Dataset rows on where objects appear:
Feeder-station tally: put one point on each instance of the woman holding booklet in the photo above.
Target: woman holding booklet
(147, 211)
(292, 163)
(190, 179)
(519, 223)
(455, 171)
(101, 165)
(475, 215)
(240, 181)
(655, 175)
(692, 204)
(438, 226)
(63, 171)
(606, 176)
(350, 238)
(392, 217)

▸ **STATED TASK**: Pull out every line of the material that contains the string "holding".

▸ **RESPONSE FOR THIS EXERCISE**:
Feeder-station tally: put one point on each instance of the woman holding booklet in the photo above.
Target: woman holding booklet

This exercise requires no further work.